## [本文]
******************************

ある生物学者の不可思議な心臓

ある生物学者の不可思議な心臓

先天性心疾患をもつ生物学者が命について考える。

死までの近さ

志村けんコロナウイルス肺炎による急死によって、死が他人事ではなく急激に身近に感じた人も多いだろう。自分のよく知っている人、好きな人、身近な人が亡くなってしまうということが現実に起きたのだ。もしかすると、もっと身近な人あるいは自分自身にも、そのリスクがあるかもしれない。そんな不安と悲しみが混ざりあって、人それぞれ様々な感情が沸き起こっている。ある人は深い哀しみに落ち、ある人は怒りに転化し、またある人は故人に感謝し、そしてある人は大切な人を守りぬく決意を新たにする。感情は違えど、どれも他人を想うという気持ちは同じである。それだけ、彼は人々に愛され、また彼自身も人を想う人だったのだなと感じ、不謹慎かもしれないが感謝のような嬉しさのような、そして憧れの感情が出てしまった。これからも人々の心の中でおふざけをして笑わせてくれることを願っている。

******************************

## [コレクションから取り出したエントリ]

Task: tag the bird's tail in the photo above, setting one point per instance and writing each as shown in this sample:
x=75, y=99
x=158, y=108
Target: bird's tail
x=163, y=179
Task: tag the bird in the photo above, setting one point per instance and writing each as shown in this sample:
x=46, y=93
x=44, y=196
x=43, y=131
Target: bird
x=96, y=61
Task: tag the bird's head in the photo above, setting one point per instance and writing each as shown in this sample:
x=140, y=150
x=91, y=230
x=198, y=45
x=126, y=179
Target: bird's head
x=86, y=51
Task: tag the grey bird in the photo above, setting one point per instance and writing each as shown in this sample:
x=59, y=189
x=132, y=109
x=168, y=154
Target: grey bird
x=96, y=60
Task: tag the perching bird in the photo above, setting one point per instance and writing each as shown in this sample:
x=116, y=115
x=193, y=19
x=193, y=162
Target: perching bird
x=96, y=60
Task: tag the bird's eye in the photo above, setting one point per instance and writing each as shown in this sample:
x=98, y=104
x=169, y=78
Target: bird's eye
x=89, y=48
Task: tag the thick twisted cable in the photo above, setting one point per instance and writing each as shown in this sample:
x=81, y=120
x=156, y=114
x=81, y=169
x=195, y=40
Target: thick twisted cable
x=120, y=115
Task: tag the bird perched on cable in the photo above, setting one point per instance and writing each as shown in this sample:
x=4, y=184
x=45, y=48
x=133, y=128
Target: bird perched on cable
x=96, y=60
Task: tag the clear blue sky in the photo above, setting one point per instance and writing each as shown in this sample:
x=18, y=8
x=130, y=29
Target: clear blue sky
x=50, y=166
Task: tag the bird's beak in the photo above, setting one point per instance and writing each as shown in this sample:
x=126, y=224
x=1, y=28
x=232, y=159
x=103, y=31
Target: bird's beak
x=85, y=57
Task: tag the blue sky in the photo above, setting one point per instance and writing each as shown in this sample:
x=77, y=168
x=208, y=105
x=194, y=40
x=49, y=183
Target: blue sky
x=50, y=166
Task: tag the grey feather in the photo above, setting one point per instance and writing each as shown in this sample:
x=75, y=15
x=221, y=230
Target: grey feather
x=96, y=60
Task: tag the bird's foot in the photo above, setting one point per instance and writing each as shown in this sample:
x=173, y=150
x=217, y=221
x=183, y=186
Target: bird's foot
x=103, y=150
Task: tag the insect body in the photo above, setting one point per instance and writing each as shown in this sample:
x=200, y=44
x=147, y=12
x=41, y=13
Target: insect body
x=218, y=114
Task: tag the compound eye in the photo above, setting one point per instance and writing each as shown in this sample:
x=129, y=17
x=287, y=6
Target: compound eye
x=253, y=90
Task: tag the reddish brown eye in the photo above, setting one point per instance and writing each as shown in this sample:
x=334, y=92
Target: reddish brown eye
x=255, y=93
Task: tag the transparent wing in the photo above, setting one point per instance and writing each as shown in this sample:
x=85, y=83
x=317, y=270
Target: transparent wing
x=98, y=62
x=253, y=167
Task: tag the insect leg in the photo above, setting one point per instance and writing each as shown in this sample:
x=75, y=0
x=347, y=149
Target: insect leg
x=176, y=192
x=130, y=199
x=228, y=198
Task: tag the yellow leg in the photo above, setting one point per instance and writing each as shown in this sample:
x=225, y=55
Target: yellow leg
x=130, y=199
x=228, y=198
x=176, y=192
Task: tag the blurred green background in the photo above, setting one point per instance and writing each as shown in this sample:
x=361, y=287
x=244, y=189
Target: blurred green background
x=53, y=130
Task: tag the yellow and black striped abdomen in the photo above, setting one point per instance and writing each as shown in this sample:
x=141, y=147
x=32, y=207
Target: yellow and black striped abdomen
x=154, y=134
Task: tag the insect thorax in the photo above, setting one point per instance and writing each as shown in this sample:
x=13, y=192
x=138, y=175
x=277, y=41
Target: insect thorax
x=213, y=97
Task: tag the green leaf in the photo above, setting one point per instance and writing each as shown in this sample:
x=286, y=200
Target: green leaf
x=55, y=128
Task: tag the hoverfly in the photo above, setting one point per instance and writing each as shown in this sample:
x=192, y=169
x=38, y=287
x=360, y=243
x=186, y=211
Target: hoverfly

******************************

## [課題]
1. 本文で「ある人は」に続けて挙げられている人々の反応を、すべて列挙してください。
2. 本文のうち、「志村けんコロナウイルス肺炎に」から「せてくれることを願っている。」までの部分をそのまま抜き出してください。
解答には本文のみを用いてください。

## [解答]
1.
- 深い哀しみに落ちる
- 怒りに転化する
- 故人に感謝する
- 大切な人を守りぬく決意を新たにする

2.
志村けんコロナウイルス肺炎による急死によって、死が他人事ではなく急激に身近に感じた人も多いだろう。自分のよく知っている人、好きな人、身近な人が亡くなってしまうということが現実に起きたのだ。もしかすると、もっと身近な人あるいは自分自身にも、そのリスクがあるかもしれない。そんな不安と悲しみが混ざりあって、人それぞれ様々な感情が沸き起こっている。ある人は深い哀しみに落ち、ある人は怒りに転化し、またある人は故人に感謝し、そしてある人は大切な人を守りぬく決意を新たにする。感情は違えど、どれも他人を想うという気持ちは同じである。それだけ、彼は人々に愛され、また彼自身も人を想う人だったのだなと感じ、不謹慎かもしれないが感謝のような嬉しさのような、そして憧れの感情が出てしまった。これからも人々の心の中でおふざけをして笑わせてくれることを願っている。